Yātrā, la danse-monde
Aventure rare, Yātrā est la rencontre exceptionnelle entre Kader Attou et Andrés Marín pour un voyage au cœur de l’Inde, contrée où furent jetées, il y a fort longtemps, les bases d’un genre : le flamenco. Joué aux Pays-Bas et en Inde, Yātrā arrive en Nouvelle-Aquitaine.
Si l’est une pièce qui porte bien son nom, c’est Yātrā – voyage en langue sankrit. Histoire de rencontre, de passerelle et de transcendance, la pièce réunit trois mondes qu’à priori rien ne prédestinait à se rencontrer : le hip hop de Kader Attou, chorégraphe à la tête du centre chorégraphique national de La Rochelle depuis 2009, le flamenco d’Andrés Marín et la musique de l’Ensemble Divana, musiciens et poètes tsiganes du Rajasthan. Mais à bien y réfléchir, on se souvient que le duo Attou-Marín avait signé en 2013, à l’occasion de la Biennale d’art flamenco au Théâtre de Chaillot, Rencontre. Un duo osé et inédit salué pour l’originalité de son écriture. Quant à Andrès Marín et l’Ensemble Divana ils possèdent un dénominateur commun : Bartabas. Les musiciens rajasthanais accompagnaient le metteur en scène-écuyer lors du spectacle Chimère en 1994 quand … 21 ans plus tard le Sévillan enthousiasmait le public dans Golgota.

EXERCICES PROPOSÉS:
[a] D'après l'article sur Yātrā, depuis quelle année Kader Attou est-il à la tête du centre chorégraphique national de La Rochelle ?
[b] Réécrivez le passage de l'article sur Yātrā qui va de « Yātrā, la danse-monde » jusqu'à « arrive en Nouvelle-Aquitaine. » inclus, en remplaçant « Nouvelle-Aquitaine » par « Bretagne ».
[c] Prolongez l'article sur Yātrā en reprenant après sa dernière phrase.

(Enregistrements sources)

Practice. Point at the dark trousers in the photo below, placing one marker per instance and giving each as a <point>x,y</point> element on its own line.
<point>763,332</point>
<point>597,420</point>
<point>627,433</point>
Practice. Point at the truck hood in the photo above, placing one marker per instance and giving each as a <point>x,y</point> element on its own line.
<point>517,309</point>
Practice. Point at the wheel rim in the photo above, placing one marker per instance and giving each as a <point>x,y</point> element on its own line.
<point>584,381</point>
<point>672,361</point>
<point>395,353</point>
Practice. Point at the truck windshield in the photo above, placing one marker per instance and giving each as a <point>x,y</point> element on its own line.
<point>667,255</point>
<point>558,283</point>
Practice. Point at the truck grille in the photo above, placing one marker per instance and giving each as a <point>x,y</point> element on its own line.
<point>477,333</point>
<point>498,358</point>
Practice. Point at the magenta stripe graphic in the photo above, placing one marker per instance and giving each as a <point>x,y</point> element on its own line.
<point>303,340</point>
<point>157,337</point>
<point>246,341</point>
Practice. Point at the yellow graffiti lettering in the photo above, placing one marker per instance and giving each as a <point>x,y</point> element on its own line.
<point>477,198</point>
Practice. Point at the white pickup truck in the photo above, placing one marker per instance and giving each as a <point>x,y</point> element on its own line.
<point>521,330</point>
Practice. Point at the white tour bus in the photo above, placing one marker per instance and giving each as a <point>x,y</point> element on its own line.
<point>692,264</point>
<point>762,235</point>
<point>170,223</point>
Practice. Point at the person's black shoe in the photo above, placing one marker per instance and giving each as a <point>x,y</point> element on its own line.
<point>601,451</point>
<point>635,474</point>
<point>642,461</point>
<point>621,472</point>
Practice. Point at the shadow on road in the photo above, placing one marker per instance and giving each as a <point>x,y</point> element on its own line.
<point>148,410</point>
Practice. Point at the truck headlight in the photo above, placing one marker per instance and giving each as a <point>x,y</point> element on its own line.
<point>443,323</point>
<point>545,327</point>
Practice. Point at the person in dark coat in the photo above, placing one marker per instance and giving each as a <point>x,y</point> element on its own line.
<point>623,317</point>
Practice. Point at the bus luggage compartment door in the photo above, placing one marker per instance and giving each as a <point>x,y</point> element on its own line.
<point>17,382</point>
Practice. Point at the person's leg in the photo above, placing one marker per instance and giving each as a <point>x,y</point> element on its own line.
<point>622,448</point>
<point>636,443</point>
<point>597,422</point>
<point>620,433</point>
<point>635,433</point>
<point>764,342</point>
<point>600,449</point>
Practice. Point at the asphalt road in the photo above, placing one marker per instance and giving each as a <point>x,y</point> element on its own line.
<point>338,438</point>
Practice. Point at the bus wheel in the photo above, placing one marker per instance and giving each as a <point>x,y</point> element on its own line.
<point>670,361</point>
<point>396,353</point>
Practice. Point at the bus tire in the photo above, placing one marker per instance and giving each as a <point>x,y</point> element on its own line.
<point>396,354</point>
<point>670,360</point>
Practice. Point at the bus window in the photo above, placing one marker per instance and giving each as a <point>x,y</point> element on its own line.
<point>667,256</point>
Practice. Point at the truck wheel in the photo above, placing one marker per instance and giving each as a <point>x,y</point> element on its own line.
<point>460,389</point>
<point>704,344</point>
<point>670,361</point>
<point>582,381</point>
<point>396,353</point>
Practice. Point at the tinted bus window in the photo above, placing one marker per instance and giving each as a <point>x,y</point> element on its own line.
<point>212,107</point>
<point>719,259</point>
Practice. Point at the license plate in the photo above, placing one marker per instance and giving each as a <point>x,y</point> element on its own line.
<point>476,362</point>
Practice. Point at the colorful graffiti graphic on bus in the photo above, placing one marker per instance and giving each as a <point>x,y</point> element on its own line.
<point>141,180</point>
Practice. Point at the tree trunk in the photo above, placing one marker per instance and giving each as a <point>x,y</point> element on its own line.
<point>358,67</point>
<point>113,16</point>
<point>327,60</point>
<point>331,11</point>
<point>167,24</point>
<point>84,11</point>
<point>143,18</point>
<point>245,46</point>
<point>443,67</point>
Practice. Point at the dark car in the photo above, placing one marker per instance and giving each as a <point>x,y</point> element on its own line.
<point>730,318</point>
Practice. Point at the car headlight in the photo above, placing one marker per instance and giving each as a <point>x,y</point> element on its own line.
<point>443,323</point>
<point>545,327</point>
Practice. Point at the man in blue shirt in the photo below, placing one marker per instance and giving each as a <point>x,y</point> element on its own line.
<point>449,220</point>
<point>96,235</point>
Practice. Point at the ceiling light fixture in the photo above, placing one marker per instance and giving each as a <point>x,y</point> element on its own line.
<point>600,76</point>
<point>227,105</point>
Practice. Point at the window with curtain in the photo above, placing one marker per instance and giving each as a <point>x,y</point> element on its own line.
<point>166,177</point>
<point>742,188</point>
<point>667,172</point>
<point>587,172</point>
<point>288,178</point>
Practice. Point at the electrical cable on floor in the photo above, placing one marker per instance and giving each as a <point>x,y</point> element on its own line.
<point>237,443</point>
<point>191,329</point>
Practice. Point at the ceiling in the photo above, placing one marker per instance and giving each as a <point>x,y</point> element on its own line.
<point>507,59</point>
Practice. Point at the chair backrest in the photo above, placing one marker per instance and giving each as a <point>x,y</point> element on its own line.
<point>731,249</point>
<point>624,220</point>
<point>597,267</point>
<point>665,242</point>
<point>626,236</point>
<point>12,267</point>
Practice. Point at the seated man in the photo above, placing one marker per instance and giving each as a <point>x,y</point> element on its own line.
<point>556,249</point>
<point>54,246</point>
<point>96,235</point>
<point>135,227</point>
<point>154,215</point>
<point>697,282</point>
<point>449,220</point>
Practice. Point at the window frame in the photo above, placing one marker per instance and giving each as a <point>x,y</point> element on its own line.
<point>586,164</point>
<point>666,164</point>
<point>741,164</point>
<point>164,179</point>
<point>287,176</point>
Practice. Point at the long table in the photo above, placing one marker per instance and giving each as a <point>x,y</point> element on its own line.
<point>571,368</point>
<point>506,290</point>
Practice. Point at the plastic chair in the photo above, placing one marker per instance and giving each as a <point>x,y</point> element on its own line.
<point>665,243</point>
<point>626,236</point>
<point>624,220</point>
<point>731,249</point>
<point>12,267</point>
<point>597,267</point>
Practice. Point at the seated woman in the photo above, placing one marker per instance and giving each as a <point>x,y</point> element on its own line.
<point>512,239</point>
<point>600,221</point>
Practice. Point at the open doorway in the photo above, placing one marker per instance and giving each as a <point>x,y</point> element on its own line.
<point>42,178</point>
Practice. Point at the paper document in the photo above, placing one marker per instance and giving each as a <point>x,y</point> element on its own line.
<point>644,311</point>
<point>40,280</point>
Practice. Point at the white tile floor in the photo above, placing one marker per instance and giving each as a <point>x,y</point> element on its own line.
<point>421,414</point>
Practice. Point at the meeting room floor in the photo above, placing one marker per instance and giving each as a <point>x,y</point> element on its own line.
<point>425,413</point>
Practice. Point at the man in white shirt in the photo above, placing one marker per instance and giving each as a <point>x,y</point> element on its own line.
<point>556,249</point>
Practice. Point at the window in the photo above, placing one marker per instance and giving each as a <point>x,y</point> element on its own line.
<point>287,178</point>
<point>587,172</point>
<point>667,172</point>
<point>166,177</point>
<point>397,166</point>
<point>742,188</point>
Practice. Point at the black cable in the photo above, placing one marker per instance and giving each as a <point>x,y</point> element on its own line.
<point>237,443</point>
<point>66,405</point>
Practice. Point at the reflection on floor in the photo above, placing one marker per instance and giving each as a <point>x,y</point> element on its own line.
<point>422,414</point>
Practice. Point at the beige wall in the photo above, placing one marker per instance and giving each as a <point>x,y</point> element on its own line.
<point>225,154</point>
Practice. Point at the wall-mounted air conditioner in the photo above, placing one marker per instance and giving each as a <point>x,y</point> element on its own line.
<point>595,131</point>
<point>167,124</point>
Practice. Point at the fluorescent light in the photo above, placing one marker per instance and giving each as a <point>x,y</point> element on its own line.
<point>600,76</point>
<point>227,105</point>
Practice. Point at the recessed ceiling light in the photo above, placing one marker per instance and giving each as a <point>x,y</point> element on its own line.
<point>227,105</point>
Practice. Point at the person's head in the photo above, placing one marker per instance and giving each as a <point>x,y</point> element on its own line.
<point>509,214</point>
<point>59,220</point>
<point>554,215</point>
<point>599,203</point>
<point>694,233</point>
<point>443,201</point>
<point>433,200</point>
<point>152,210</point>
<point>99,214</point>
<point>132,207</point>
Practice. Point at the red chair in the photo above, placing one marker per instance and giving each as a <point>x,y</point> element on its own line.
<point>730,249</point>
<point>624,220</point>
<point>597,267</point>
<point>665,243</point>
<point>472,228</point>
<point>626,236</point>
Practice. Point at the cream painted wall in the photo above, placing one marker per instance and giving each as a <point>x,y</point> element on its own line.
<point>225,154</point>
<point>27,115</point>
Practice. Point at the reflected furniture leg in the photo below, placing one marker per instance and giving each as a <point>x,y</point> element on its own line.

ÉLÉMENTS DE RÉPONSE:
[a] Depuis 2009.

[b]
Yātrā, la danse-monde
Aventure rare, Yātrā est la rencontre exceptionnelle entre Kader Attou et Andrés Marín pour un voyage au cœur de l’Inde, contrée où furent jetées, il y a fort longtemps, les bases d’un genre : le flamenco. Joué aux Pays-Bas et en Inde, Yātrā arrive en Bretagne.

[c]
À l’instar des autres maîtres du genre que sont Israël Galvan et Rocio Molina qui ont signé pour le premier TOROBOKA avec Akram Khan, pour le second Felahikum avec le duo Wang-Ramirez, délaissant ainsi pour un temps le seul en scène, Andrès Marín joue la carte du dialogue. À l’apogée d’un flamenco véloce où chaque pas est exécuté à la vitesse de la lumière, il part en pèlerinage aux sources mythiques de son art en terre indienne où les gitans y ont façonné un art indissociable de l’Andalousie. Au passage il en profite pour croiser le fer avec deux danseurs hip hop à la grâce élastique, bien connus du public rochelais : Amine Boussa et Mehdi Ouachek.
Kader Attou, ici regard extérieur, signe la brillante mise en scène de Yātrā et s’amuse du mélange des genres les fondant les uns aux autres, en une même humanité dansante. Il y a la performance athlétique du hip hop et l’immense expressivité du flamenco, l’énergie folle face à l’envoûtement des rythmes indiens. Les pas qui s’entremêlent, les voix qui se bousculent, les corps qui se séduisent …
Créé le 25 janvier dernier au Lucent Dans Teater de La Haye pour la 5e Biennale de flamenco, commande de la Philharmonie de Paris dans le cadre de son week-end Inde, Yātrā a été joué plus d’une trentaine de fois. Il sera en fin visible en Nouvelle-Aquitaine en avril-mai.
Cédric Chaory.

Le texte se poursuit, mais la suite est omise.